SET PROBLEM: Replace "portable toilet" with "portable restroom" throughout these lines, leaving everything else unchanged.

Source data
— Begin —

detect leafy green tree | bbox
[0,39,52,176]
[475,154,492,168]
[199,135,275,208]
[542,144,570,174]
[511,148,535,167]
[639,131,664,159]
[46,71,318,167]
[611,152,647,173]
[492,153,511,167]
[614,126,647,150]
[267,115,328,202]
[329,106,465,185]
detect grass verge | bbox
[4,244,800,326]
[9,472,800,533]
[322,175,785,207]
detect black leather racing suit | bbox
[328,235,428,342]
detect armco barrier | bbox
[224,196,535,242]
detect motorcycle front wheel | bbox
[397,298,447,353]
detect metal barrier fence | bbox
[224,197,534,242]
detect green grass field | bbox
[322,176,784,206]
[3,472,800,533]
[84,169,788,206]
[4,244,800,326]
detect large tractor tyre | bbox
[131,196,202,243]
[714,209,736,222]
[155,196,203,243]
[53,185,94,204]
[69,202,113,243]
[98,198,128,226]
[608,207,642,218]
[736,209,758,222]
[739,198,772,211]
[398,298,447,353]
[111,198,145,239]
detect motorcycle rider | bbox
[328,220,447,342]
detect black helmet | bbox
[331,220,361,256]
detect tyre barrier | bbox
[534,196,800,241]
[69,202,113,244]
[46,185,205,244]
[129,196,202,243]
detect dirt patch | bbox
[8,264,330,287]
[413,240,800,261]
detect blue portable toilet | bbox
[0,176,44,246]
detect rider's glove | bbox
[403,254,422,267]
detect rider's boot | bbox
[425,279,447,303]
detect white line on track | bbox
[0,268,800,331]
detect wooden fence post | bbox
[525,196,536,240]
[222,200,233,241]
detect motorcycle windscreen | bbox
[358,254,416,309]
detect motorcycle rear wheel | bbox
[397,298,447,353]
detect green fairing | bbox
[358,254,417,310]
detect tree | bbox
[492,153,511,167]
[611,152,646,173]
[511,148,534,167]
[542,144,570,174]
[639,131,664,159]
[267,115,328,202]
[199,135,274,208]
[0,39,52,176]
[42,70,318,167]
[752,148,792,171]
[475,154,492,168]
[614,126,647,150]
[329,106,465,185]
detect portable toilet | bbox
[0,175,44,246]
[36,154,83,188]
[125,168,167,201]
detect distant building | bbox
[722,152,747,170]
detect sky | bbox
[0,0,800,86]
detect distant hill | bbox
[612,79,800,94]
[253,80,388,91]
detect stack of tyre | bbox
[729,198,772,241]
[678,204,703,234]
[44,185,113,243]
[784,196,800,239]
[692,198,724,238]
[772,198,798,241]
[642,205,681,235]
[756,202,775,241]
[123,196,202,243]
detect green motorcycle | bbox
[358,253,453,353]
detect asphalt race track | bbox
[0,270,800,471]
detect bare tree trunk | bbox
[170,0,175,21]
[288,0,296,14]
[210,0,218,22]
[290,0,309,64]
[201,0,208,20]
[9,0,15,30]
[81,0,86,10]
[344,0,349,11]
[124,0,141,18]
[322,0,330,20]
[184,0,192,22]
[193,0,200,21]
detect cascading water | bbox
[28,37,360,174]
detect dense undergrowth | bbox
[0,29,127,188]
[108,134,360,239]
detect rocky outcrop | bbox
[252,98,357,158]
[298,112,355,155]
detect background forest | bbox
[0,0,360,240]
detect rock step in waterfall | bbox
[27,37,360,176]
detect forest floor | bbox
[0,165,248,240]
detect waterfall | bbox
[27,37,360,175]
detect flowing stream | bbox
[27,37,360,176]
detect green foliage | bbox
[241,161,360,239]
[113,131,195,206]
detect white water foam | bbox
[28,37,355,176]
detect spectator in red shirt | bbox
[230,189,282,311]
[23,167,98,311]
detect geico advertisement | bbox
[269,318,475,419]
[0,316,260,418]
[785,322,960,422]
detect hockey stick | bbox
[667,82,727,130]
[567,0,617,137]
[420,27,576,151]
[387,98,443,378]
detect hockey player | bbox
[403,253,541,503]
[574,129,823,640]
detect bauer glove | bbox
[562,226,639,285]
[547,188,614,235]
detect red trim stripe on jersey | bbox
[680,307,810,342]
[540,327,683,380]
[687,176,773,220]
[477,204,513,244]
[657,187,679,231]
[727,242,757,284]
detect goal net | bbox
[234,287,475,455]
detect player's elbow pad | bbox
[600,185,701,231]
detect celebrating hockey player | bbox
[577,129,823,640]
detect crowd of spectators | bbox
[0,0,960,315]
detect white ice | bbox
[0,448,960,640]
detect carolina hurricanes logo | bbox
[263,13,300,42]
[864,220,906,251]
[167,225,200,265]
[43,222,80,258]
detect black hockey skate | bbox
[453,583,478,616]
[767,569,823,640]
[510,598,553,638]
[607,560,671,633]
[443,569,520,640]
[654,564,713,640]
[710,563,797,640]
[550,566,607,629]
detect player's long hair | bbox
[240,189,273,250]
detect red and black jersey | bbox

— End —

WRITTEN REPLY:
detect leafy green tree | bbox
[0,39,52,176]
[475,154,492,168]
[199,135,275,208]
[542,144,570,174]
[511,148,535,167]
[639,131,664,159]
[46,71,318,167]
[611,152,647,173]
[492,153,511,167]
[614,126,647,150]
[267,115,328,202]
[329,106,465,185]
detect grass verge | bbox
[4,244,800,326]
[9,472,800,533]
[322,175,785,207]
detect black leather racing suit | bbox
[328,235,428,342]
detect armco barrier | bbox
[224,196,535,242]
detect motorcycle front wheel | bbox
[397,298,447,353]
detect metal barrier fence | bbox
[224,197,534,242]
detect green grass field | bbox
[322,176,784,206]
[3,472,800,533]
[84,169,788,206]
[4,244,800,326]
detect large tractor tyre | bbox
[131,196,202,243]
[714,209,736,222]
[155,196,203,243]
[53,185,94,204]
[69,202,113,243]
[98,198,128,226]
[608,207,642,218]
[736,209,758,222]
[739,198,772,211]
[398,298,447,353]
[111,198,145,239]
detect motorcycle rider | bbox
[328,220,447,342]
detect black helmet | bbox
[331,220,361,256]
detect tyre barrier | bbox
[534,196,800,241]
[69,202,113,244]
[46,185,205,244]
[129,196,202,243]
detect dirt patch | bbox
[8,264,330,287]
[413,240,800,261]
detect blue portable restroom | bbox
[0,176,44,246]
detect rider's glove | bbox
[403,254,422,267]
detect rider's boot | bbox
[425,279,447,303]
detect white line on track | bbox
[0,268,800,331]
detect wooden fence post | bbox
[525,196,536,240]
[222,200,233,241]
detect motorcycle windscreen | bbox
[358,254,416,309]
detect motorcycle rear wheel | bbox
[397,298,447,353]
detect green fairing | bbox
[358,254,417,310]
detect tree | bbox
[492,153,511,167]
[611,152,646,173]
[511,148,534,167]
[542,144,570,174]
[639,131,664,159]
[267,115,328,202]
[199,135,274,208]
[0,39,52,176]
[42,70,318,167]
[752,148,792,171]
[475,154,492,168]
[614,126,647,150]
[329,106,465,185]
detect portable restroom | bbox
[0,175,44,246]
[36,154,83,188]
[125,168,167,201]
detect distant building | bbox
[722,152,747,170]
detect sky | bbox
[0,0,800,86]
detect distant hill | bbox
[612,79,800,94]
[253,80,388,91]
detect stack of tyre | bbox
[729,198,772,241]
[678,204,703,234]
[44,185,113,243]
[784,196,800,239]
[692,198,724,238]
[772,198,798,241]
[642,205,681,235]
[756,202,775,241]
[123,196,202,243]
detect green motorcycle | bbox
[358,253,453,353]
detect asphalt race track | bbox
[0,270,800,471]
detect bare tree trunk | bbox
[170,0,175,21]
[288,0,296,14]
[210,0,218,22]
[290,0,309,64]
[201,0,208,20]
[9,0,15,30]
[81,0,86,10]
[344,0,349,11]
[124,0,141,18]
[322,0,330,20]
[184,0,192,22]
[193,0,200,21]
detect cascading water | bbox
[28,37,360,174]
detect dense undergrowth | bbox
[0,29,127,188]
[108,134,360,239]
detect rocky outcrop | bbox
[252,98,357,158]
[298,112,355,155]
detect background forest | bbox
[0,0,360,240]
detect rock step in waterfall | bbox
[27,37,360,176]
detect forest floor | bbox
[0,165,248,240]
detect waterfall | bbox
[27,37,360,175]
detect flowing stream | bbox
[27,37,360,176]
detect green foliage | bbox
[241,161,360,239]
[113,131,195,206]
detect white water foam | bbox
[28,37,355,176]
detect spectator in red shirt | bbox
[230,189,282,311]
[23,167,98,311]
detect geico advertisement | bbox
[269,318,475,419]
[0,316,260,418]
[785,322,960,422]
detect hockey stick | bbox
[667,82,727,130]
[567,0,617,137]
[420,27,576,151]
[387,98,443,378]
detect hockey player | bbox
[403,253,541,503]
[574,129,823,640]
detect bauer glove | bbox
[562,226,639,285]
[547,188,614,235]
detect red trim stripe on jersey | bbox
[680,307,810,342]
[540,327,683,380]
[687,176,773,220]
[477,204,513,244]
[657,187,679,231]
[727,242,757,284]
detect goal net | bbox
[234,287,475,455]
detect player's elbow pad | bbox
[600,185,701,231]
detect celebrating hockey player | bbox
[577,129,823,640]
detect crowd of spectators | bbox
[0,0,960,315]
detect white ice | bbox
[0,448,960,640]
detect carolina hurricanes logo | bbox
[263,13,300,42]
[864,220,906,251]
[167,225,200,265]
[43,222,80,258]
detect black hockey skate | bbox
[453,583,478,616]
[767,569,823,640]
[510,598,553,638]
[607,560,671,633]
[443,569,520,640]
[654,564,713,640]
[710,563,797,640]
[550,566,607,629]
detect player's long hair | bbox
[240,189,273,250]
detect red and black jersey | bbox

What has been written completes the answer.